▸ **Exercise tasks**
[a] List every geographic place named in the passage on African family farming.
[b] Resume the passage on African family farming from its last sentence.

▸ **Source document**
Approximately 54% of Africa’s working population depends on the agricultural sector for their livelihoods, especially family farming activities. Agriculture not only feeds families, but also provides jobs and promotes the growth of the rural economy and development. Estimates (FAO) indicate that, in Africa, up to 12 million new jobs will have to be created per year over the next 20 years to absorb the new workforce entering the workforce. Agriculture can generate employment, but it is necessary to attract young people and modernize.
Harambee has been supporting Family Agricultural Schools in Cameroon for several years, which involve the entire family in the training process, alternating school and work, thus focusing on the family farming model and adapting educational needs to the need to keep up with the times.
“Making work in the fields attractive to young people also means reducing south-south migratory flows with often uncertain outcomes,” says Pellyang Ndoumo, 48, from Doukoula in the Far North region of the country. “I am married and father of five children. I inherited a love of farming from my parents.”

Stored data entries:
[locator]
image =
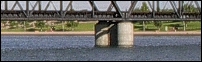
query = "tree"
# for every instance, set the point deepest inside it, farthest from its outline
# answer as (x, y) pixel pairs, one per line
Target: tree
(72, 24)
(158, 24)
(40, 25)
(189, 8)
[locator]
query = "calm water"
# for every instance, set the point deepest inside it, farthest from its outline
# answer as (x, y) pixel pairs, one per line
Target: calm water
(81, 48)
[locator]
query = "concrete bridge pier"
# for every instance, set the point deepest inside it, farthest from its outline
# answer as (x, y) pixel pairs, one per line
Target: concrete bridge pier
(102, 34)
(114, 34)
(125, 34)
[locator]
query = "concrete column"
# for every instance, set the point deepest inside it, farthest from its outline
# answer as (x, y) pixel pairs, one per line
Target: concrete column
(101, 34)
(125, 34)
(113, 34)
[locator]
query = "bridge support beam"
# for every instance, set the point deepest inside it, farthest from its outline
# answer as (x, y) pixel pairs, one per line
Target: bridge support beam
(114, 34)
(125, 34)
(102, 34)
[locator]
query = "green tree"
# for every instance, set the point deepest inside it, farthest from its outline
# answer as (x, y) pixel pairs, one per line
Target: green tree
(72, 25)
(190, 8)
(158, 24)
(40, 25)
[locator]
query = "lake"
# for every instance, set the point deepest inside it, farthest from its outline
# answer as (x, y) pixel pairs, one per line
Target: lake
(81, 48)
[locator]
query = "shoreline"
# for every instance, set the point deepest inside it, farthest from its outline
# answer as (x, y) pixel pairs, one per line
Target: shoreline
(91, 33)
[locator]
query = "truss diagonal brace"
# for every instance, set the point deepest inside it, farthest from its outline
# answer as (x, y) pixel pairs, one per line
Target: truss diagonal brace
(117, 9)
(93, 5)
(132, 7)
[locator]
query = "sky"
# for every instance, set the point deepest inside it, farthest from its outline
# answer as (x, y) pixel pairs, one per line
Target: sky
(84, 5)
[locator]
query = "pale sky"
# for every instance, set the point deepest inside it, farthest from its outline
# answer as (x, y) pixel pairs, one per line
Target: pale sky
(84, 5)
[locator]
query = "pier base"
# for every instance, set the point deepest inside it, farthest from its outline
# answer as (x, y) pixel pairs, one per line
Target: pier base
(101, 34)
(125, 34)
(114, 34)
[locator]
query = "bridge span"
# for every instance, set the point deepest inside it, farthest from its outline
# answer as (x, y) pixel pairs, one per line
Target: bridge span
(114, 27)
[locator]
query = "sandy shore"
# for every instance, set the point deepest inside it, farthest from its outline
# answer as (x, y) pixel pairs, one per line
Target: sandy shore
(91, 33)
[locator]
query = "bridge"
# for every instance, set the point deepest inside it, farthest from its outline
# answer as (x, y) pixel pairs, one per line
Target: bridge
(114, 26)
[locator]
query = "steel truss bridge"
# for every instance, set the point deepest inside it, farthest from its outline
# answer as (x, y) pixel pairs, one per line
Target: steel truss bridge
(63, 13)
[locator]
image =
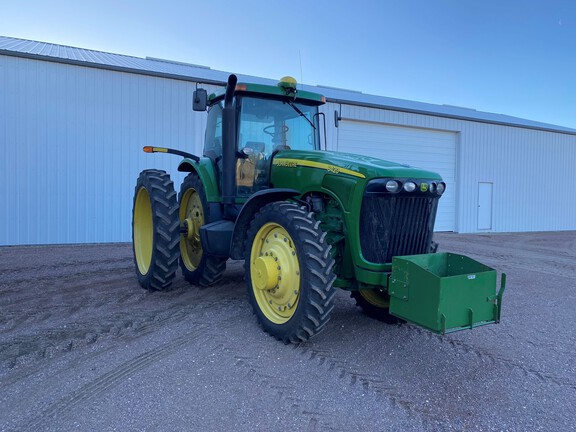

▸ **Answers to the tasks**
[a] Africa, Cameroon, Doukoula, the Far North region

[b]
Pellyang started farming at a very young age and then producing while still in high school. “In 1988, I established my first cassava field on an area of 1.5 hectares, which was a good source of entry for me,” then he attended a vocational technical school, where he graduated in 2000 as an agricultural technician. That same year, he joined the Ecole Familiale Agricole (EFA) in Doukoula as a trainer, then supervisor of trainers. His camps serve as a model for his students and, above all, his personal experience sets an example for a generation of young people looking for professional outlets.
“I followed eleven training modules in the pedagogy of work-study alternation organized by the National Coordination of Family Agricultural Schools of Cameroon (CNEFAC). Since then, training youth and families has become my passion.”
Every farmer knows that when their sons or daughters go to the city to look for work, three threats loom large: the end of family farming activities, the desertification of the village, and – often – returning home without any kind of education or vocational training.
Family Farming Schools were thus born out of a concern shared by many farmers, namely to provide their children with a trade and education that would allow them to make a decent living from farming and find a place in the modern world.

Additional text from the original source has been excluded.